Material for the task:
== Segment start ==
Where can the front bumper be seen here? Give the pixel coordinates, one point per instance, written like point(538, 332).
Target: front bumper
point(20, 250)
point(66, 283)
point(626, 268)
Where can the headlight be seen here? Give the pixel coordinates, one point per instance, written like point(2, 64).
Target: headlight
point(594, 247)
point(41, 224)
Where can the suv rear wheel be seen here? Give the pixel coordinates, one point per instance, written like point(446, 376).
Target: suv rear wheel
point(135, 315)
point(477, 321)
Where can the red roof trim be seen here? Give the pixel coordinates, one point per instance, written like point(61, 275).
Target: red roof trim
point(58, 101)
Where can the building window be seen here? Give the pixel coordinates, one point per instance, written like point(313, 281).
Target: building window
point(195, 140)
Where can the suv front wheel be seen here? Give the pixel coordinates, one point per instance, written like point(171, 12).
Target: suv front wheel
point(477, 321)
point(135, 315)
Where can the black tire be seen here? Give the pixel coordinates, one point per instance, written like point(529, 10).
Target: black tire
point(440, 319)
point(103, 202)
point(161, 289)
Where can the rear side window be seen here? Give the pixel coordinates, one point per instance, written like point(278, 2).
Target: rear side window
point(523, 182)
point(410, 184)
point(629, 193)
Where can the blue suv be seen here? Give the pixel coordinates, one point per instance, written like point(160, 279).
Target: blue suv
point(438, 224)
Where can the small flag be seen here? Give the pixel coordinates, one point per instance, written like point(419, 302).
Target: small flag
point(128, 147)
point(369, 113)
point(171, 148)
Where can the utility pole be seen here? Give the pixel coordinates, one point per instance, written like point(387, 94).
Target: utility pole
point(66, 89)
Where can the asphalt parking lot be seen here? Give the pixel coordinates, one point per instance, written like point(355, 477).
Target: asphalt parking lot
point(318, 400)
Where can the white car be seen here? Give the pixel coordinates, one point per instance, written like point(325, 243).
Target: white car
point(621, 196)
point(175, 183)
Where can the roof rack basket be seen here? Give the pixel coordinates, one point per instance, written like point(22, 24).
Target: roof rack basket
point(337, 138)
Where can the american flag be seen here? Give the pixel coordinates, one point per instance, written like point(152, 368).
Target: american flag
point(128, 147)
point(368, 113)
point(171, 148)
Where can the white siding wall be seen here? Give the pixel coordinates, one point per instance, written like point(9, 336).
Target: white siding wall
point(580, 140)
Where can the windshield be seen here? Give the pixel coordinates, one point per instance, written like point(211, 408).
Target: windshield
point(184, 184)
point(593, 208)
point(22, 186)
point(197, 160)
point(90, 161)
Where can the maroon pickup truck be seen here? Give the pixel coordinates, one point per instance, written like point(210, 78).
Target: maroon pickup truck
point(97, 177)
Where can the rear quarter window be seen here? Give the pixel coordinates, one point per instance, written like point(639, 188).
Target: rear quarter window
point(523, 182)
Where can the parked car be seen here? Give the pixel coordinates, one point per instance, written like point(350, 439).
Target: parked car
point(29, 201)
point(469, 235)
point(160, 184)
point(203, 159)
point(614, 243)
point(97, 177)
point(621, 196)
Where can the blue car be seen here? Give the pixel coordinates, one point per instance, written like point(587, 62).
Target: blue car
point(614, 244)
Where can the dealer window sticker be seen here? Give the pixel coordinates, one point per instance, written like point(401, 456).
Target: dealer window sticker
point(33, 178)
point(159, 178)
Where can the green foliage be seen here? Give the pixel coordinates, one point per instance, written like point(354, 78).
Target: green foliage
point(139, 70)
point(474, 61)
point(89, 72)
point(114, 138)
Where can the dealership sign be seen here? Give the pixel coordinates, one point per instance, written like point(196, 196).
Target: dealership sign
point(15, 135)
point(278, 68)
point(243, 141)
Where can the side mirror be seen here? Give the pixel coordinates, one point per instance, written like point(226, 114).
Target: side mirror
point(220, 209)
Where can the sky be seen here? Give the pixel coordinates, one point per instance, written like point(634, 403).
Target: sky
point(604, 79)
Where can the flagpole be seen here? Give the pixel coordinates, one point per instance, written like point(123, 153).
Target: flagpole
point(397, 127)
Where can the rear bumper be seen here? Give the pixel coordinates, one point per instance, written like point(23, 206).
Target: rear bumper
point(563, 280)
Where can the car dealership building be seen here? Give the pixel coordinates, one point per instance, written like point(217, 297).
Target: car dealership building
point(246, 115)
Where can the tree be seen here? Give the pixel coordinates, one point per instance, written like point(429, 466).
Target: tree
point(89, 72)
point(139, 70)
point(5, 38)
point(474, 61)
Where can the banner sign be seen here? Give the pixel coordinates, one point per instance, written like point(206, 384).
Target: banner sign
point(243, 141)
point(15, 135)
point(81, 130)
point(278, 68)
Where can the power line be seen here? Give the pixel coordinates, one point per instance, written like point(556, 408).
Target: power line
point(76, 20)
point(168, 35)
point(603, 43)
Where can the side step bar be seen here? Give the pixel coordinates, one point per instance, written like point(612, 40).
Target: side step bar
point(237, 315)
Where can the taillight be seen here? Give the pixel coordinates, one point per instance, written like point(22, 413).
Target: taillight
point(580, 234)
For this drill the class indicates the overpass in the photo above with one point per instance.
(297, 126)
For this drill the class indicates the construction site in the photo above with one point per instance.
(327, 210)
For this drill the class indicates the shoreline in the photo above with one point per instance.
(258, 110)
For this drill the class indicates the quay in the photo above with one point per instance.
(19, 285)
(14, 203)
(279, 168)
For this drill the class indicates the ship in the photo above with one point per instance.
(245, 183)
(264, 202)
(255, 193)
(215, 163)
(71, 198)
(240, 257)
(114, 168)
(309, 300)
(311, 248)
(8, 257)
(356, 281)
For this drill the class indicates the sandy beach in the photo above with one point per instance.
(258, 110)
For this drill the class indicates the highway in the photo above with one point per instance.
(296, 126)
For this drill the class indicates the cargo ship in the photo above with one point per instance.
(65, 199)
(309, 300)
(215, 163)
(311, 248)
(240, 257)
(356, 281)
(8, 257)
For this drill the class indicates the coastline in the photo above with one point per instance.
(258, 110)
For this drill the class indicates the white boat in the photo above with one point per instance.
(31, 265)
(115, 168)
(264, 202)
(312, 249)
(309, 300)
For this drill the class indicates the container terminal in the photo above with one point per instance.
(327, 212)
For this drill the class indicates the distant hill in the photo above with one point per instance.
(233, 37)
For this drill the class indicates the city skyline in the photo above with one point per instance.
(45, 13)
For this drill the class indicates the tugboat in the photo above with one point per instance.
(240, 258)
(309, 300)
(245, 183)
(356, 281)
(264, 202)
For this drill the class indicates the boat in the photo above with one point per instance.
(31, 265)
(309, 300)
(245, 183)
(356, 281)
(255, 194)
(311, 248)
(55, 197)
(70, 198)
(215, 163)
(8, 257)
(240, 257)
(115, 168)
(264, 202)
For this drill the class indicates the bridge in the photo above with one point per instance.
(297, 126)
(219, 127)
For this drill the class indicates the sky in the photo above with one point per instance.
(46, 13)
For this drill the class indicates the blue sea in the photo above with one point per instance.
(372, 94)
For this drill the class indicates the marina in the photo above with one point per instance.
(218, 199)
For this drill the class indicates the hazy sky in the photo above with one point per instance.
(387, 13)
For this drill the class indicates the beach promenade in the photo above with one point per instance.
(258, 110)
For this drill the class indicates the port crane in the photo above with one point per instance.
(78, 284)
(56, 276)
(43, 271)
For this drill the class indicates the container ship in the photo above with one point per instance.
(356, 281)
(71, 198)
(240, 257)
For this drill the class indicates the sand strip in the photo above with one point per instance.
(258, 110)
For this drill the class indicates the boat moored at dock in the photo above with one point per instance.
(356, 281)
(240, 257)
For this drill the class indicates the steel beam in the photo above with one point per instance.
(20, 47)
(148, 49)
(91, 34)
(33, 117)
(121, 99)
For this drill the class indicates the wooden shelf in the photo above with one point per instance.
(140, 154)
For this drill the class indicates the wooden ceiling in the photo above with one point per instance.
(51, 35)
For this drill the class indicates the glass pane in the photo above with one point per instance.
== Segment end ==
Task details: Return only the lines between the one holding "Where can the small" and the one holding "Where can the windshield", inclusive, exactly as they appear above.

Expected output:
Where can the small flag be seen here? Give the pixel coordinates, one point per instance, written like point(419, 302).
Target: small flag
point(128, 147)
point(369, 113)
point(171, 148)
Where can the utility pole be seen here? Give the pixel coordinates, one point per instance, written like point(387, 94).
Target: utility pole
point(66, 89)
Where can the asphalt parking lot be seen here? Give the pixel coordinates, one point per instance, written like point(355, 477).
Target: asphalt parking lot
point(318, 400)
Where can the white car be seen here? Give the pixel coordinates, one point per instance, written like point(325, 243).
Target: white car
point(621, 196)
point(175, 183)
Where can the roof rack basket be seen here? Give the pixel coordinates, one point per instance, written like point(22, 24).
Target: roof rack basket
point(337, 138)
Where can the american flag be seen here? Give the pixel coordinates, one point per instance, written like point(152, 368).
Target: american flag
point(128, 147)
point(368, 113)
point(171, 148)
Where can the white siding wall be seen here? Give the pixel coordinates, one point per instance, written like point(9, 336).
Target: white siding wall
point(580, 140)
Where can the windshield be seen here? Give the pixel coordinates, one point per instance, written like point(211, 408).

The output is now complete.